### DIRECTIONS FOR THIS TASK
Copy the data below word for word, omitting the pictures.

(Rows of an object-pointing dataset)

-- Start --

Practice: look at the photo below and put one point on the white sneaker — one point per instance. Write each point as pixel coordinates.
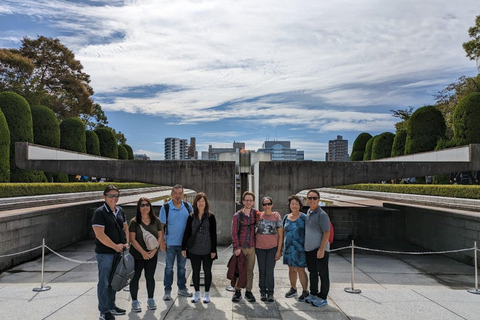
(206, 297)
(196, 296)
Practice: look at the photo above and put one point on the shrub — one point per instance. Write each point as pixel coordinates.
(19, 120)
(108, 143)
(92, 143)
(122, 152)
(382, 145)
(425, 127)
(466, 120)
(72, 135)
(358, 149)
(4, 149)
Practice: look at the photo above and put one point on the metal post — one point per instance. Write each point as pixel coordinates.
(42, 288)
(352, 288)
(475, 290)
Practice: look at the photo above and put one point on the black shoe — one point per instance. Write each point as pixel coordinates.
(249, 296)
(237, 296)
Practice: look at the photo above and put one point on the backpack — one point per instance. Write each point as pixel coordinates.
(167, 208)
(123, 270)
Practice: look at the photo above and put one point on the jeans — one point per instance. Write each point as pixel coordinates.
(266, 266)
(318, 267)
(105, 293)
(172, 252)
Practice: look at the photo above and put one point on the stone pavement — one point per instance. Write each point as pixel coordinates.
(393, 287)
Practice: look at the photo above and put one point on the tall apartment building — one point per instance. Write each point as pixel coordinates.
(175, 149)
(280, 150)
(337, 150)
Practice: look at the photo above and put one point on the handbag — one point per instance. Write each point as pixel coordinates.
(150, 241)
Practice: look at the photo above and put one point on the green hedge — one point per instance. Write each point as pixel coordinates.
(455, 191)
(32, 189)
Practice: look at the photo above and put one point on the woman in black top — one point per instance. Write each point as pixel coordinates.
(202, 247)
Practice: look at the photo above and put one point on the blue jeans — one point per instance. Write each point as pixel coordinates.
(105, 293)
(172, 252)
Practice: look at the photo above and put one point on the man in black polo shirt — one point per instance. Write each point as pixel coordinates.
(111, 235)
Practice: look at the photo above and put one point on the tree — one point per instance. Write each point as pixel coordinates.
(466, 120)
(92, 143)
(108, 143)
(382, 145)
(472, 47)
(72, 135)
(57, 80)
(398, 147)
(4, 149)
(425, 128)
(358, 149)
(19, 119)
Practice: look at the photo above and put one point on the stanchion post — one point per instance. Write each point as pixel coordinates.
(42, 287)
(352, 288)
(475, 251)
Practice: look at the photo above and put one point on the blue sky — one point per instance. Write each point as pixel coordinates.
(224, 71)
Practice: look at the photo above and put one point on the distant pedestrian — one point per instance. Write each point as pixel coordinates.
(294, 248)
(145, 258)
(317, 247)
(111, 235)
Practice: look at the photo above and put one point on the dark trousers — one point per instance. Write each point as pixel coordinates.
(149, 266)
(318, 267)
(196, 261)
(266, 266)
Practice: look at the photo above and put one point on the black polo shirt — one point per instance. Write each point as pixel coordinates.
(105, 217)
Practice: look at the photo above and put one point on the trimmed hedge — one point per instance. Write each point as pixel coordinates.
(358, 149)
(4, 149)
(91, 142)
(425, 127)
(72, 135)
(108, 143)
(382, 145)
(32, 189)
(455, 191)
(466, 120)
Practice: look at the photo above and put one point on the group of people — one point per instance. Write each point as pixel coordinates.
(183, 230)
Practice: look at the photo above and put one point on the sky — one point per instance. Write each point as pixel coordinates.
(251, 71)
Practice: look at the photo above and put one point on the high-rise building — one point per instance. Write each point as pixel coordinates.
(337, 150)
(175, 149)
(280, 150)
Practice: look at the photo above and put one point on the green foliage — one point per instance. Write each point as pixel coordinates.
(368, 149)
(398, 147)
(108, 143)
(46, 129)
(382, 145)
(129, 152)
(4, 149)
(359, 144)
(32, 189)
(92, 143)
(466, 120)
(424, 128)
(455, 191)
(72, 135)
(19, 119)
(122, 152)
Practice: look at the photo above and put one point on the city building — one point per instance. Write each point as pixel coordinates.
(337, 150)
(280, 150)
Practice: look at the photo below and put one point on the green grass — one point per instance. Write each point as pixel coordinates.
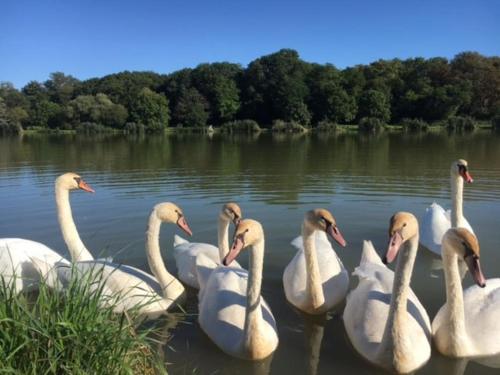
(70, 332)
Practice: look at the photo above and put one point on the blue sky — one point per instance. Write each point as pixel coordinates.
(88, 38)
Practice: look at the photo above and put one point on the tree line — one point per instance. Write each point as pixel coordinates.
(276, 87)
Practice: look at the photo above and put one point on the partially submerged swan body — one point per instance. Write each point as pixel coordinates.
(231, 310)
(436, 221)
(315, 280)
(129, 287)
(185, 252)
(16, 254)
(467, 325)
(384, 320)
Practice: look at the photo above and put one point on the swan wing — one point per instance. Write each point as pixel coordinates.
(433, 225)
(222, 311)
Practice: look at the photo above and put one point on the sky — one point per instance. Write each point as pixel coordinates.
(89, 38)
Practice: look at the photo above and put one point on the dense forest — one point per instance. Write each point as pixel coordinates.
(279, 90)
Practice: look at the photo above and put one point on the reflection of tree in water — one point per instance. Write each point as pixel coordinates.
(274, 168)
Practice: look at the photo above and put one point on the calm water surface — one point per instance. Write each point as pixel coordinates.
(363, 180)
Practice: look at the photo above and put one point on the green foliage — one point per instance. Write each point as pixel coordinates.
(326, 126)
(495, 122)
(240, 126)
(460, 123)
(281, 126)
(371, 124)
(191, 109)
(374, 104)
(150, 109)
(71, 332)
(413, 124)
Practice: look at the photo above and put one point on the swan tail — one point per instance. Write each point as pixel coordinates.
(178, 240)
(204, 268)
(47, 271)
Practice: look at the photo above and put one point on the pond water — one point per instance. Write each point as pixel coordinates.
(361, 179)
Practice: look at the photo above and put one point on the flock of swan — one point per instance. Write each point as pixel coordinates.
(384, 319)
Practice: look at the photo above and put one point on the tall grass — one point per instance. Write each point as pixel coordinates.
(70, 332)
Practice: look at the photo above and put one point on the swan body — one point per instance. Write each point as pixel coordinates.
(185, 252)
(231, 310)
(436, 220)
(16, 254)
(325, 269)
(128, 287)
(467, 325)
(384, 320)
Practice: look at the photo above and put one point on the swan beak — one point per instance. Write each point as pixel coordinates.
(85, 187)
(466, 176)
(475, 270)
(182, 223)
(392, 250)
(334, 233)
(238, 245)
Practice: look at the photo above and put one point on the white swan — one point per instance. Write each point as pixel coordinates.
(127, 286)
(384, 320)
(185, 252)
(436, 221)
(231, 310)
(315, 280)
(467, 325)
(16, 253)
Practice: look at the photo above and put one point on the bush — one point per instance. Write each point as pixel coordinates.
(240, 126)
(287, 127)
(495, 122)
(371, 124)
(414, 124)
(326, 126)
(91, 128)
(133, 128)
(8, 127)
(459, 123)
(71, 332)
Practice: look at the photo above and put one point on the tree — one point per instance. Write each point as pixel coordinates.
(191, 109)
(150, 109)
(218, 84)
(374, 104)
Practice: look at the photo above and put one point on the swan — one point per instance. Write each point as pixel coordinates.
(384, 320)
(125, 286)
(436, 221)
(185, 252)
(16, 253)
(316, 280)
(467, 325)
(231, 310)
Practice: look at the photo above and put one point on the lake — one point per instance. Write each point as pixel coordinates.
(361, 179)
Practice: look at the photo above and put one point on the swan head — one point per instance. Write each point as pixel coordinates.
(323, 220)
(72, 181)
(231, 212)
(247, 233)
(466, 246)
(460, 168)
(171, 213)
(402, 227)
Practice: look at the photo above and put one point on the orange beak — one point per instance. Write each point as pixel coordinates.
(85, 187)
(182, 223)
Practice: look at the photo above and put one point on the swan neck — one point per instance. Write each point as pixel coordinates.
(457, 189)
(155, 261)
(253, 316)
(314, 288)
(223, 234)
(454, 300)
(76, 248)
(395, 343)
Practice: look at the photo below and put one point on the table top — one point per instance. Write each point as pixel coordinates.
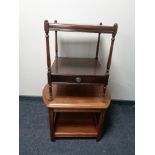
(77, 66)
(77, 97)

-- End --

### SOLVED EXERCISE
Practice: look at the photo below and put one point on the white sneaker — one point per instance. Write each point as pixel coordinates.
(206, 297)
(196, 296)
Practice: look at the photo above and put one point on the shrub — one point per instance. Write each point as pixel coordinates.
(19, 120)
(108, 143)
(92, 143)
(122, 152)
(382, 145)
(425, 127)
(466, 120)
(72, 135)
(358, 149)
(4, 149)
Practice: look at the photo above and put one point on the metal post — one point per instance. Write each point as pixel coordinates.
(42, 288)
(352, 288)
(475, 290)
Practice: look at the photo above and put one point on the black shoe — one point per instance. Write each point as pixel coordinates.
(249, 296)
(237, 296)
Practice: look at the photo above and put one point on the backpack — one point per instance. Write each point as pixel coordinates.
(167, 208)
(123, 270)
Practice: look at the photo above and put one point on the jeans — one point per instance. Write each point as pixel coordinates.
(266, 266)
(318, 267)
(105, 293)
(172, 252)
Practice: look at the photo above and put one point on the stone pavement — one point per instance. Write each point as pixel coordinates.
(393, 287)
Practice: look at the photo above and put one point on the tall apartment building — one point per instance. Write each point as pixel coordinates.
(175, 149)
(280, 150)
(337, 150)
Practice: look at the photo above and put one point on the handbag — one point per instance. Write each point as pixel coordinates.
(150, 241)
Practice: look at the photo above and put one point on the green hedge — one point per instance. Write each point as pixel coordinates.
(455, 191)
(32, 189)
Practice: look at the photo above and put one point on the woman in black top — one point per instance. Write each point as pixel coordinates.
(202, 247)
Practice: look at the photo above and put one point on the blue jeans — one point per instance. Write each point as pixel coordinates.
(105, 293)
(172, 252)
Practice: look at the photo above and put one point on the man in black polo shirt — one point per instance. Write each point as pixel coordinates.
(111, 235)
Practice: look at the photo above and put one point on the tree — one point per instance. Write each point as pixel coordinates.
(466, 120)
(92, 143)
(108, 143)
(382, 145)
(472, 47)
(72, 135)
(57, 80)
(398, 147)
(4, 149)
(425, 128)
(358, 149)
(19, 119)
Practice: look at the photo above and put one point on the stanchion post — one point per instance. Write each point as pixel coordinates.
(42, 287)
(352, 288)
(475, 251)
Practice: look at the photo above and put one point on the blue sky — one point per instance. Write each point as pixel coordinates.
(224, 71)
Practice: look at the photo above and put one point on the distant pedestrian — one point per instance. Write each point as pixel coordinates.
(294, 248)
(145, 258)
(317, 247)
(111, 235)
Practice: look at the photo above and put one point on the dark trousers — one point per instance. Write each point as pixel coordinates.
(149, 266)
(318, 267)
(196, 261)
(266, 266)
Practice: look at the photo above and put one point on the black polo shirt — one point per instance. Write each point as pixel coordinates.
(105, 217)
Practice: look at the photo above and put one point on the trimmed hedge — one point per instance. Write each point as pixel coordinates.
(358, 149)
(4, 149)
(91, 142)
(425, 127)
(72, 135)
(108, 143)
(382, 145)
(32, 189)
(455, 191)
(466, 120)
Practice: look at the photo above and put one point on the group of people — one point per instance. Write each point as pixel coordinates.
(183, 230)
Practice: look at the photo above and put one point on the sky — one point per instance. Write each point as pixel coordinates.
(251, 71)
Practice: look at the photo above and put one point on the high-rise building — one point per instance. Write each point as pixel coordinates.
(337, 150)
(175, 149)
(280, 150)
Practice: look at the photo above and put one point on the green foliage — one point per instance. Write each point as pixel coordinates.
(368, 149)
(398, 147)
(108, 143)
(46, 129)
(382, 145)
(129, 152)
(4, 149)
(359, 144)
(32, 189)
(92, 143)
(466, 120)
(424, 128)
(455, 191)
(72, 135)
(19, 119)
(122, 152)
Practice: look at the photo above and put one point on the city building — one point per instance. Write each point as pixel coordinates.
(337, 150)
(280, 150)
Practice: look at the photo below and put one point on the green grass — one point per instance. Write each point as pixel coordinates.
(70, 332)
Practice: look at the photo above and put one point on the blue sky — one point per instance. Write each point as pixel coordinates.
(88, 38)
Practice: look at the photo above and put one point on the tree line — one point per instance. Write each point as pixel coordinates.
(276, 87)
Practice: look at the photo above and put one point on the partially submerged swan body — one point per instance. Write each point as pixel coordinates.
(231, 310)
(436, 221)
(315, 280)
(129, 287)
(185, 252)
(16, 254)
(467, 325)
(384, 320)
Practice: look at the photo above and put one point on the swan wing — one point per instance. Write each point as pixel coordinates.
(433, 225)
(222, 311)
Practice: look at the photo above and put one point on the sky — one point per instance. Write each point as pixel coordinates.
(89, 38)
Practice: look at the photo above and put one point on the dense forest — one point per instance. Write each point as pixel coordinates.
(279, 90)
Practice: look at the photo above and put one point on the reflection of tree in water — one point per instance. Write each point as pixel coordinates.
(274, 168)
Practice: look at the photo above and put one point on the calm water surface — one point per instance. Write each point as pixel coordinates.
(363, 180)
Practice: look at the photo above and put one point on the green foliage — one point per instance. Write each point as pixel coordinates.
(326, 126)
(495, 122)
(240, 126)
(460, 123)
(281, 126)
(371, 124)
(191, 109)
(374, 104)
(150, 109)
(71, 332)
(413, 124)
Practice: look at the photo above and put one point on the swan tail — one point per instance. Write each point as pixel coordinates.
(178, 240)
(204, 268)
(47, 271)
Practice: look at the photo above and put one point on the pond water — one point per instance. Write each point as pixel coordinates.
(361, 179)
Practice: look at the photo above and put one point on the flock of swan — one point per instance. Write each point as pixel coordinates.
(384, 319)
Practice: look at the photo above and put one point on the tall grass — one point per instance. Write each point as pixel coordinates.
(70, 332)
Practice: look at the photo above and put one point on the swan body — one point per instance. Write each point as pixel coordinates.
(185, 252)
(231, 310)
(436, 220)
(16, 254)
(325, 269)
(128, 287)
(467, 325)
(384, 320)
Practice: look at the photo above and put one point on the swan beak — one point per instance. Write each point as pixel coordinates.
(85, 187)
(466, 176)
(475, 270)
(182, 223)
(392, 250)
(334, 233)
(238, 245)
Practice: look at the photo above and put one point on the white swan — one point per instance. Write each point as pixel coordinates.
(127, 286)
(384, 320)
(185, 252)
(436, 221)
(231, 310)
(315, 280)
(467, 325)
(16, 253)
Practice: look at the photo above and put one point on the bush — one point per instance. Write each point as pixel coordinates.
(240, 126)
(287, 127)
(495, 122)
(371, 124)
(414, 124)
(326, 126)
(91, 128)
(133, 128)
(8, 127)
(459, 123)
(71, 332)
Practice: look at the photo above and put one point on the tree — one point per instance. Write each point as pixel coordinates.
(191, 109)
(150, 109)
(218, 84)
(374, 104)
Practice: look at the photo above and put one point on the swan — one point per instance. Write each point as pixel coordinates.
(384, 320)
(125, 286)
(436, 221)
(185, 252)
(16, 253)
(316, 280)
(467, 325)
(231, 310)
Practice: look at the photo above and put one point on the lake — one point per instance. Write each point as pixel coordinates.
(361, 179)
Practice: look at the photo above and put one point on the swan head — one point per instance. Write each point as pixel coordinates.
(323, 220)
(72, 181)
(231, 212)
(247, 233)
(466, 246)
(460, 168)
(171, 213)
(402, 227)
Practice: look at the photo above and put one point on the orange beak — one point per instance. Write each point as pixel coordinates.
(85, 187)
(182, 223)
Practice: look at the photo above and put one point on the swan neck — one point per instance. Write each point as pixel coordinates.
(457, 189)
(155, 261)
(253, 316)
(314, 288)
(223, 234)
(454, 300)
(76, 248)
(395, 343)
Practice: look at the photo below and put one point on the table top — one point per instance. Write each point as pixel coordinates.
(77, 66)
(77, 97)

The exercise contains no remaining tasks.